• _Stated task_: Please write out exactly the lines that begin at the line containing "Point to the silhouetted" and run to the end of the records.
— START OF Data to process —
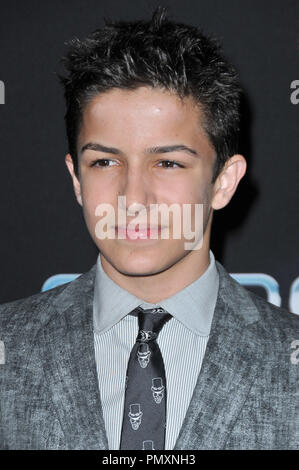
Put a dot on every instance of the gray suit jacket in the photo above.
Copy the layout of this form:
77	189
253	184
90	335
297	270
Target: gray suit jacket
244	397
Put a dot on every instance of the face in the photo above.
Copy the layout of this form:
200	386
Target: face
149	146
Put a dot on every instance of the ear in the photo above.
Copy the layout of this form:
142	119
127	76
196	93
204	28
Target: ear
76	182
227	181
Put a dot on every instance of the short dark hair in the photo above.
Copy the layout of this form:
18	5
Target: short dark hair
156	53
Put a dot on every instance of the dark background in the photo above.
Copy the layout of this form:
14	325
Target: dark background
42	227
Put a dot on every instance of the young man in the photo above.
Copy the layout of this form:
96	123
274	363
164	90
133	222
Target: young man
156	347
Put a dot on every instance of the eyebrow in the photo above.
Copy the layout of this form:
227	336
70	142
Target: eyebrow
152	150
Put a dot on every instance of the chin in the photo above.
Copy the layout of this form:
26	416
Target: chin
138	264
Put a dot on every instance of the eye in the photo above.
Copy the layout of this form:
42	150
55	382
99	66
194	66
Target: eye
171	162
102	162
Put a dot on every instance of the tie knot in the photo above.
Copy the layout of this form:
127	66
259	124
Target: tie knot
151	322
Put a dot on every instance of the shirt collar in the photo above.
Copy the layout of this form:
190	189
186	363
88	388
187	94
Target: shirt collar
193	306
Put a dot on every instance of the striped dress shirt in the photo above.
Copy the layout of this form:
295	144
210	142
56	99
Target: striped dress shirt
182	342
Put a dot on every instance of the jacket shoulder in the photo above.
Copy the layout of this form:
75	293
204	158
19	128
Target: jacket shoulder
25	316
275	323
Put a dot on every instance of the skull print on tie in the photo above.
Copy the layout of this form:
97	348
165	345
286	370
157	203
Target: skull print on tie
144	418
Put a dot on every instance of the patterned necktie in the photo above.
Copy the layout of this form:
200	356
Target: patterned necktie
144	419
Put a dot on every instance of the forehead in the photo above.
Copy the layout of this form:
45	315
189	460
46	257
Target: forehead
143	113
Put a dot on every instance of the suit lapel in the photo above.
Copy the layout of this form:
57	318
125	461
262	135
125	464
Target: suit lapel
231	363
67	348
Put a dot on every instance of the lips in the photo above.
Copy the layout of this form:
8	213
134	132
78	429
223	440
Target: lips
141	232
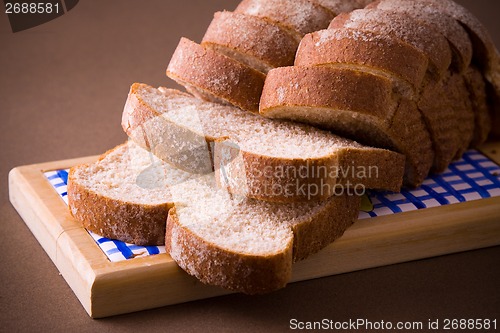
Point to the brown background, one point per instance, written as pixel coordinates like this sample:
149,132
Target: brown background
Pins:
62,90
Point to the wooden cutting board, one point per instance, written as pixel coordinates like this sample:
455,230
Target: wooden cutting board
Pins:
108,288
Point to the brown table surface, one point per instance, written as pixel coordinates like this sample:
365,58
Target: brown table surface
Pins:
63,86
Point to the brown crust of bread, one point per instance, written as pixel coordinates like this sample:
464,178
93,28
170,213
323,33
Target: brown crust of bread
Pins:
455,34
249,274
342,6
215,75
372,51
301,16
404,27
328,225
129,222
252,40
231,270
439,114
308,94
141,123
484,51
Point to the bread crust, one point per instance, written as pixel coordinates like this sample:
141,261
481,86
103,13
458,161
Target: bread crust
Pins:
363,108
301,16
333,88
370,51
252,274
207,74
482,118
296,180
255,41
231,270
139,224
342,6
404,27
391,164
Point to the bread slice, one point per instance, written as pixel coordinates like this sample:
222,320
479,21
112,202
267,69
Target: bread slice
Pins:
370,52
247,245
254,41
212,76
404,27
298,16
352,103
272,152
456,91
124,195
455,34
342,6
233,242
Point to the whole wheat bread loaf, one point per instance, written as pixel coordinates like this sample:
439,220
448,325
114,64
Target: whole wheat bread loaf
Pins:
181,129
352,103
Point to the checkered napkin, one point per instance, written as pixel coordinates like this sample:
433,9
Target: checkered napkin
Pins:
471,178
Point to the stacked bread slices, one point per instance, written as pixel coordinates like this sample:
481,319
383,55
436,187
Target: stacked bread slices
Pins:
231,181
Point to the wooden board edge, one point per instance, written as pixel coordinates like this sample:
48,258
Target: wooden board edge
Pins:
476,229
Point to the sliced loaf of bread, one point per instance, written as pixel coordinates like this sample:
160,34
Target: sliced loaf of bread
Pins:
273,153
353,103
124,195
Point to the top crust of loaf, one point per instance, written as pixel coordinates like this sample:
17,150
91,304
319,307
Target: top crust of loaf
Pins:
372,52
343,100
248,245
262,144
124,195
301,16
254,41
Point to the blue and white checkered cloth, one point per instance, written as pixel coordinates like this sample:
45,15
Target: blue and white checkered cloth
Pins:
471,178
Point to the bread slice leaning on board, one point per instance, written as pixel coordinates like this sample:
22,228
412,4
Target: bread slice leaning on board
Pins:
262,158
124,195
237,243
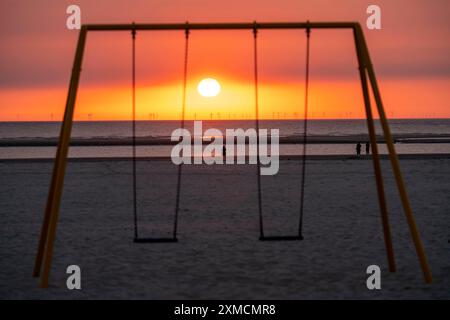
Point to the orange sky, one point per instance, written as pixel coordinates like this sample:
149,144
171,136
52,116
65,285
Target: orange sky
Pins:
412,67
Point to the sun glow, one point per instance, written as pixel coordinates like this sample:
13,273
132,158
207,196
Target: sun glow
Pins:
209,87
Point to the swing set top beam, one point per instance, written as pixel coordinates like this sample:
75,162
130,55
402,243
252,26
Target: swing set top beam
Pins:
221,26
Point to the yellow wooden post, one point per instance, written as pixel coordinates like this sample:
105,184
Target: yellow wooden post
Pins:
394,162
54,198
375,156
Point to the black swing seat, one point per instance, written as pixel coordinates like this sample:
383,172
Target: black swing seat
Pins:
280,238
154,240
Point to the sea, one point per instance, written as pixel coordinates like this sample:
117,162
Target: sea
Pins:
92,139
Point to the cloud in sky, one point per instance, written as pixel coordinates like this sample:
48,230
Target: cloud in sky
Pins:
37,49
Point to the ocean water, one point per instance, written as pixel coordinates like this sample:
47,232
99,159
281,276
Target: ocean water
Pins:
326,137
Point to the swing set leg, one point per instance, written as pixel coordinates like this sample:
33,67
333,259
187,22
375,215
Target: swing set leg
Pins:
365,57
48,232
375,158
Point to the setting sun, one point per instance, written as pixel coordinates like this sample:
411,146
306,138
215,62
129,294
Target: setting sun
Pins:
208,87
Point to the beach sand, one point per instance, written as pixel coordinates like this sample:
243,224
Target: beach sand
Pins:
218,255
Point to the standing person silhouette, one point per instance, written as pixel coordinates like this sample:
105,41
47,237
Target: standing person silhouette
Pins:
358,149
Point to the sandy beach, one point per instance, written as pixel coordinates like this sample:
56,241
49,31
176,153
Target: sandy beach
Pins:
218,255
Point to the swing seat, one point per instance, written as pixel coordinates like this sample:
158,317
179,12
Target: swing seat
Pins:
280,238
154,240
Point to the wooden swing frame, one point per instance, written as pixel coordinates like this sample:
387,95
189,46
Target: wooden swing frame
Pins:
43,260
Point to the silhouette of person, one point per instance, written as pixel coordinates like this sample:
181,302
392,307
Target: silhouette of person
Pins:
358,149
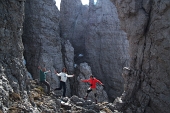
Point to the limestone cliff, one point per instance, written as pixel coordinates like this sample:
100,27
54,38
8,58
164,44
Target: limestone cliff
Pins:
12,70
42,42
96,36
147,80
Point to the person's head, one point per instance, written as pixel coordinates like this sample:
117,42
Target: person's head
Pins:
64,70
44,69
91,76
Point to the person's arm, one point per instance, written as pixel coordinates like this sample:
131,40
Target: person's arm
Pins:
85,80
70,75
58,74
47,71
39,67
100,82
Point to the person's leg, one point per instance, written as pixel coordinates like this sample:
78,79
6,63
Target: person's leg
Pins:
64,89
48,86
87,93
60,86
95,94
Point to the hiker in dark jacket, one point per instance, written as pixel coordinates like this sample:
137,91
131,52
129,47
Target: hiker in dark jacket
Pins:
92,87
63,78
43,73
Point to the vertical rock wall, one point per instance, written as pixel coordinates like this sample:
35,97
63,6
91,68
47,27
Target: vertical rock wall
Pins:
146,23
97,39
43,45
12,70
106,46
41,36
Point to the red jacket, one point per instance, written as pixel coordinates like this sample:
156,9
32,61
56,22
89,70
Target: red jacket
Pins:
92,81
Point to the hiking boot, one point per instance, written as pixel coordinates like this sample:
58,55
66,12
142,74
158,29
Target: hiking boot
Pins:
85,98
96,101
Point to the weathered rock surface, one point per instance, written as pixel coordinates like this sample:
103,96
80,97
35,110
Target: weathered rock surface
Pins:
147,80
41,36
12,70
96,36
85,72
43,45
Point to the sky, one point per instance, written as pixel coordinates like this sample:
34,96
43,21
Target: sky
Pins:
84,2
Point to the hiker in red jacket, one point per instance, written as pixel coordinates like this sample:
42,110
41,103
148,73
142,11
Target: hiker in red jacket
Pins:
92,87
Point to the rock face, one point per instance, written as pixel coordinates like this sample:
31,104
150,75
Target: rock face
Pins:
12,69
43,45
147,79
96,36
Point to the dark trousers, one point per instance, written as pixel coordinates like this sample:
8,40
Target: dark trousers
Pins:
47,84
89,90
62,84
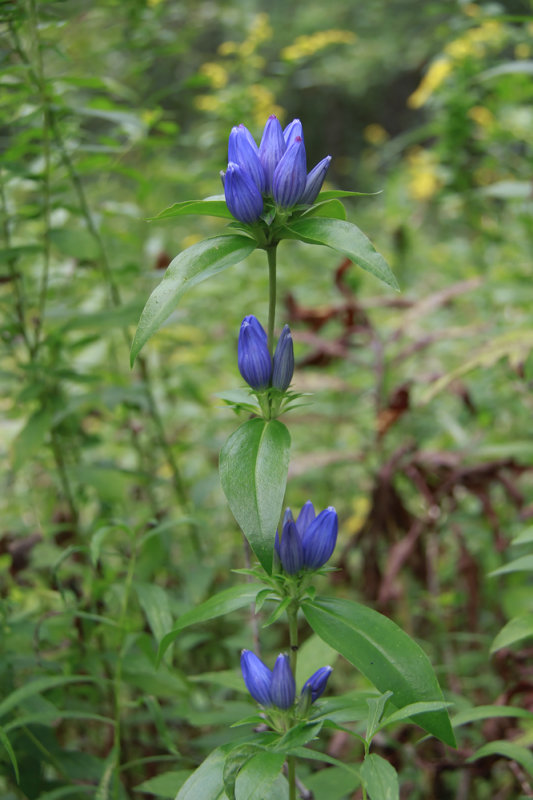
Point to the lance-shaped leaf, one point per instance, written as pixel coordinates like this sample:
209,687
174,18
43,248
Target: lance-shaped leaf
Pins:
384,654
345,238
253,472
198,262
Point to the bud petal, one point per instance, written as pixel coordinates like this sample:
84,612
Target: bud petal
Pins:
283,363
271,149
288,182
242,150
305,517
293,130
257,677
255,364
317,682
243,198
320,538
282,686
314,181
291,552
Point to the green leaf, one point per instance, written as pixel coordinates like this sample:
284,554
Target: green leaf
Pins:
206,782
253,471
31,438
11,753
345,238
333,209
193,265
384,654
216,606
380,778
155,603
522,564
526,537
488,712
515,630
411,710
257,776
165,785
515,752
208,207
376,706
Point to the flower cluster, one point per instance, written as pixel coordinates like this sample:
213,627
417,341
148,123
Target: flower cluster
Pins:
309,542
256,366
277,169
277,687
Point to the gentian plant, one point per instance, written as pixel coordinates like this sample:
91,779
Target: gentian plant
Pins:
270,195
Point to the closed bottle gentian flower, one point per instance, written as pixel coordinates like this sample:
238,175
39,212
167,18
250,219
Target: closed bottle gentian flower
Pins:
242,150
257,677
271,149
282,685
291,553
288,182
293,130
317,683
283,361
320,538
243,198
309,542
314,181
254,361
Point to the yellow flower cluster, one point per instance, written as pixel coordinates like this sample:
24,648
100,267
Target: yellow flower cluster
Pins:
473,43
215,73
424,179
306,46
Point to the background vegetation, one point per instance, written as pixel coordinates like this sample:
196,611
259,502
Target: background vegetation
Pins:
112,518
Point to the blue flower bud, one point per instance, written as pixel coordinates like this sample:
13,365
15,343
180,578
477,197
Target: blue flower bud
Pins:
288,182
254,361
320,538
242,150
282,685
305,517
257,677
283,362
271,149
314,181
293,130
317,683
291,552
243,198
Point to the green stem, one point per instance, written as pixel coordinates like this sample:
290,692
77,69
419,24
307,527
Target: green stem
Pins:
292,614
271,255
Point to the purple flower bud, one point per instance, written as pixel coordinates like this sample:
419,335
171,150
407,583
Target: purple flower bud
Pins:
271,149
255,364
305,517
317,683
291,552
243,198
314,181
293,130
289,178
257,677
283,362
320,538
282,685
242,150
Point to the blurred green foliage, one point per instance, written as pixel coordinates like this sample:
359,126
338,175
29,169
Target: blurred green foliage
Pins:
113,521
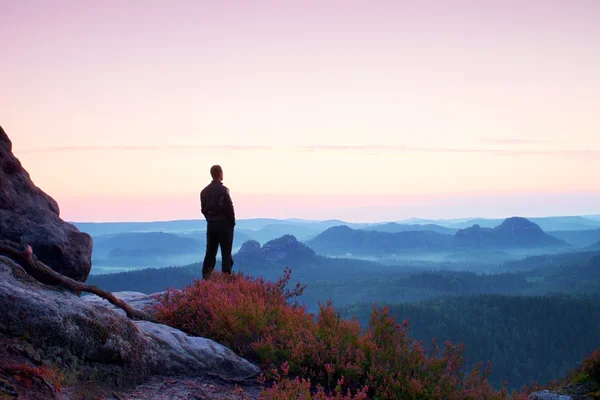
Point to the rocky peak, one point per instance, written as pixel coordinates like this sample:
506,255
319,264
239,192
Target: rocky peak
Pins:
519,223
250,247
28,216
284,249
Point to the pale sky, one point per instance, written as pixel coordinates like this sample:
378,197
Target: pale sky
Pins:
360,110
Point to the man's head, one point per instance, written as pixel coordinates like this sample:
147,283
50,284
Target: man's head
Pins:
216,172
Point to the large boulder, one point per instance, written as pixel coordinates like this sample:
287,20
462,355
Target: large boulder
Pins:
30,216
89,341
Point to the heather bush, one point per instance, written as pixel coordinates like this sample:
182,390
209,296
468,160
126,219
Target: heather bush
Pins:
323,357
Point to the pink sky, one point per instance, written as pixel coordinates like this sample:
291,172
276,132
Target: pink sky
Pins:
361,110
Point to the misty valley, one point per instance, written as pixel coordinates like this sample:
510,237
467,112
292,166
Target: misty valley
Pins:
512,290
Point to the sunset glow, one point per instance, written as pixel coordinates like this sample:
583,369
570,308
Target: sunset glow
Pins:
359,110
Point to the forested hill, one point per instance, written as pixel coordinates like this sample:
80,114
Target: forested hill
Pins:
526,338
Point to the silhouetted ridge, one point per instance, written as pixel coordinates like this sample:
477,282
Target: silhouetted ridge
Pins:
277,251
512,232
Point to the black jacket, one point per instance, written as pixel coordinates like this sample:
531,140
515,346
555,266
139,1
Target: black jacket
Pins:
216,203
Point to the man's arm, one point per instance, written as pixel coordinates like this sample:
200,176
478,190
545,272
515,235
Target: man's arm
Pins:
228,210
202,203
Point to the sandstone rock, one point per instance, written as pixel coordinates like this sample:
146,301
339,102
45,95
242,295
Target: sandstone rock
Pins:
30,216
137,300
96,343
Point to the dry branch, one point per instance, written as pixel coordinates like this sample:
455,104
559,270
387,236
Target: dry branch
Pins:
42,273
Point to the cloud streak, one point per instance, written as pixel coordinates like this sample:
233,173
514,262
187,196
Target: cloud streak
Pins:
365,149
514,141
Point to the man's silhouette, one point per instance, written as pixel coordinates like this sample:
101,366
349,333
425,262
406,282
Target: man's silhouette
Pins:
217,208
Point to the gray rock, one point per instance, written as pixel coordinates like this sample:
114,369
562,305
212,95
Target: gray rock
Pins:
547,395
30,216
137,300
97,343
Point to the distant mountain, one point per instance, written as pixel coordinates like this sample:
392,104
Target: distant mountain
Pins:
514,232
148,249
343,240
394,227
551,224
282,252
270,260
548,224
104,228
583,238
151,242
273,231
— END OF Data to process —
• _Response to this exercise_:
Point to the silhouetted ridge, one point per instance, written as pixel coordinates like this sample:
477,282
Target: silhouetted ridge
Pins:
277,251
512,232
Point to the black jacket, one point per instance, written as pixel coordinates like this sample:
531,140
515,346
555,266
139,1
Target: black jacket
Pins:
216,203
Point to the man's arm, one point per instance, written as pixel coordinates like this sample:
200,176
478,190
545,272
515,235
Target: man's arm
Pins:
228,210
202,203
Point to the sandstone rock, one point per instance, written as pixel coordinates like this sample:
146,301
339,102
45,95
242,295
Target: sandstone rock
Pins:
30,216
137,300
96,343
Point to the dry branch, one point per instance, written as pixel coordinates like this sample:
455,104
559,270
387,236
Target: dry branch
Pins:
42,273
Point to the cloud streak, one point per instance, written as pixel coordinates like this sample:
233,173
514,262
187,196
Target: cloud streak
Pins:
365,149
514,141
Point to the man's silhouette, one point per instance, written as pixel coordinates like this sample:
101,366
349,333
425,262
406,282
Target: man's silhouette
Pins:
217,208
Point to the gray rock, one point per instance, written as pixel coordinates like this sample:
114,369
562,305
212,95
Target: gray rock
Pins:
547,395
30,216
137,300
97,343
Point to the distant mountain, one point per instance, written as pixel coordinates like this sample:
392,104
Target: distant mountain
Pins:
514,232
148,249
343,240
394,227
551,224
282,252
270,260
548,224
104,228
583,238
151,242
273,231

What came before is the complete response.